● Задание A
Отфильтруйте строки ниже и оставьте только те, в которых есть слово «paraglider».

● Текст для чтения

◆ ◆ ◆ ◆

Московский Художественный и Великая Отечественная

Кира ГОЛОВКО

27.04.2012

В издательстве «Искусство–XXI век» готовится к печати книга воспоминаний старейшей актрисы Московского Художественного театра Киры Головко. Рабочее название мемуаров «Адмиральша»: Кира Николаевна — вдова легендарного советского военачальника адмирала Арсения Головко.

Сегодня мы предлагаем нашим читателям фрагменты из не вышедшей еще книги. Так жил МХАТ во время войны.

1941-й

…Рассказывали, что бомбежки в Минске начались 23 июня. Были взорваны склады с декорациями, загублено оформление наших спектаклей. Артисты хотели вернуться в Москву, но оттуда пришла нелепая телеграмма: «Продолжать гастроли». Это было невозможно, и Москвин взял ответственность на себя. Как депутат Верховного Совета он имел право на некоторые вольности.

— МХАТ возвращается в Москву, — сообщил он в ответ.

Это был страшный риск, но из Москвы согласились, в конце концов, что положение стало опасным, и выслали машину. Артисты отправились ей навстречу. За этот героический выход из-под пуль Москвина прозвали маршалом МХАТа...

Сердце разрывалось слушать про Бориса Добронравова, поскольку блестящий актер, сыгравший множество смелых мужчин на сцене, патологически боялся бомбежки. Останавливал машины, чтобы вопреки совести бросить коллег… Рассказы были всякие. Кто-то говорил, что в дороге Лидия Михайловна Коренева молилась. В это легко поверить... Страх от бомбежки можно описать таким штрихом: летом 1941 года я жила на даче у школьной подруги Тани Меркуловой, и когда фашисты сбрасывали бомбы, мы прятались в окоп. У Тани была собачка, которая ныряла в окоп раньше, чем люди, но от страха ужасно портила воздух. Мы прыгали вслед за ней и дрожали, конечно, не меньше...

...До войны мы жили в Шмитовском проезде, около Трехгорки. После первых бомбежек в доме появились трещины, и нас переселили в квартиру у Никитских ворот — прямо на углу улицы Герцена (ныне Большая Никитская) и Качалова (Малая Никитская). Папе было пятьдесят лет, в армию его не брали, и он пошел в ополченцы. 6 августа 1941 года в шесть часов утра мы вышли с ним из подъезда. Я, утирая слезы, посадила его в трамвай, двери закрылись, и папа поехал к тому месту, откуда ополченцы уходили на фронт.

◆ ◆ ◆ ◆

(Строки из набора данных для сегментации)
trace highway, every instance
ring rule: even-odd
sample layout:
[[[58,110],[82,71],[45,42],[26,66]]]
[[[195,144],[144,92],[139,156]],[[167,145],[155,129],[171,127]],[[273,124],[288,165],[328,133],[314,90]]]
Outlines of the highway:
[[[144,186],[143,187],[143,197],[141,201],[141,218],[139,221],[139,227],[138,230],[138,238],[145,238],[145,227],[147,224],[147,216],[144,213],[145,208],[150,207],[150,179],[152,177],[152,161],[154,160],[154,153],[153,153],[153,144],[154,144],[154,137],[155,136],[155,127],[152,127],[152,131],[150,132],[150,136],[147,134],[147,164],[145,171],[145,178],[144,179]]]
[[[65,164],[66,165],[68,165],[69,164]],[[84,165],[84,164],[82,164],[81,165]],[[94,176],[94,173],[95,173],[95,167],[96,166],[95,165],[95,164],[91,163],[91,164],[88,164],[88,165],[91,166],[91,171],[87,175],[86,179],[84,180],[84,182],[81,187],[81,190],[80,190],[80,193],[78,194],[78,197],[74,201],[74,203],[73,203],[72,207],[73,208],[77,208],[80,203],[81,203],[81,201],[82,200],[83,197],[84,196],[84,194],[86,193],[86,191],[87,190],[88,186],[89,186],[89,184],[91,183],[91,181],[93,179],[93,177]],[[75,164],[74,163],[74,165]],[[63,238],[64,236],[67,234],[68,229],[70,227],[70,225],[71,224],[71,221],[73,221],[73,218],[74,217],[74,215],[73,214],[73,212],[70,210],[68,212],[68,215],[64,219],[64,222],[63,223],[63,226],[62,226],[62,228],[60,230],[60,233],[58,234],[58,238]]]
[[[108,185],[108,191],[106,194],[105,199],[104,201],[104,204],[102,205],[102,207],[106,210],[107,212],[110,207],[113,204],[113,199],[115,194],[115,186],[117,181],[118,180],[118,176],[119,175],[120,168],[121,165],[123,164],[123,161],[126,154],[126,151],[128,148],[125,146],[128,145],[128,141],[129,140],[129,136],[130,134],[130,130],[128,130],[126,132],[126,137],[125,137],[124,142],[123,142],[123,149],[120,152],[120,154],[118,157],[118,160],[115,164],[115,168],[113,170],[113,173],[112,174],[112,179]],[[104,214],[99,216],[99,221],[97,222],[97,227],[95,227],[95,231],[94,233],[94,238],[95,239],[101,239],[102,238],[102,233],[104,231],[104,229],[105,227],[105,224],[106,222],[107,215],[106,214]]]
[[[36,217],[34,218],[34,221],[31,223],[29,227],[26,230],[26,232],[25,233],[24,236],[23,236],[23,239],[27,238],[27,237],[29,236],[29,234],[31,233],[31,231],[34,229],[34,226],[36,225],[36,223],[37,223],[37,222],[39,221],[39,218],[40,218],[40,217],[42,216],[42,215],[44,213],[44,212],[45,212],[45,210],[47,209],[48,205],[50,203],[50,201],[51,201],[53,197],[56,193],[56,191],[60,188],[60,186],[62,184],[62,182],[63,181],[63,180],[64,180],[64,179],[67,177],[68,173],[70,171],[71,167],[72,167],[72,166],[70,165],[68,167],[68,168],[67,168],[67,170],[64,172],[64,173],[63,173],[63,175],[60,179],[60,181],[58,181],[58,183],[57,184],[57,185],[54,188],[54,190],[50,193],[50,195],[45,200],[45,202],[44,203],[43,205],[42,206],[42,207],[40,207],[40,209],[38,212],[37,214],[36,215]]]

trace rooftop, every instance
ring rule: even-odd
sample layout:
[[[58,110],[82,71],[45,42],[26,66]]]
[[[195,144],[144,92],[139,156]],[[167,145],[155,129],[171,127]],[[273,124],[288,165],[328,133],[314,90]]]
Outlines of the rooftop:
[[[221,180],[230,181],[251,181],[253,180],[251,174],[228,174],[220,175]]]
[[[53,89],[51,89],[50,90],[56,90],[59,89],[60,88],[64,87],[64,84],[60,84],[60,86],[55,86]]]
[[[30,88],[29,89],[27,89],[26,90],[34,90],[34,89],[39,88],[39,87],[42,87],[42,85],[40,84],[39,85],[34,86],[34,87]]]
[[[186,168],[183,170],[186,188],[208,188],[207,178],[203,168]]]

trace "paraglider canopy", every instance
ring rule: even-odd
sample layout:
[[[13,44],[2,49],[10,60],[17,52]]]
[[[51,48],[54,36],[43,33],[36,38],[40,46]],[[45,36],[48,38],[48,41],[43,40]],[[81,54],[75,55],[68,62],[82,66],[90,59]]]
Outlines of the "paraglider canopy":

◆ ◆ ◆ ◆

● Задание B
Выпишите из текста выше о МХАТе в годы войны всё, начиная со слов «Московский Художественный и» и вплоть до слов «на некоторые вольности.», без изменений.

● Ответ A
trace "paraglider canopy", every instance
Outlines of the "paraglider canopy":

● Ответ B
Московский Художественный и Великая Отечественная

Кира ГОЛОВКО

27.04.2012

В издательстве «Искусство–XXI век» готовится к печати книга воспоминаний старейшей актрисы Московского Художественного театра Киры Головко. Рабочее название мемуаров «Адмиральша»: Кира Николаевна — вдова легендарного советского военачальника адмирала Арсения Головко.

Сегодня мы предлагаем нашим читателям фрагменты из не вышедшей еще книги. Так жил МХАТ во время войны.

1941-й

…Рассказывали, что бомбежки в Минске начались 23 июня. Были взорваны склады с декорациями, загублено оформление наших спектаклей. Артисты хотели вернуться в Москву, но оттуда пришла нелепая телеграмма: «Продолжать гастроли». Это было невозможно, и Москвин взял ответственность на себя. Как депутат Верховного Совета он имел право на некоторые вольности.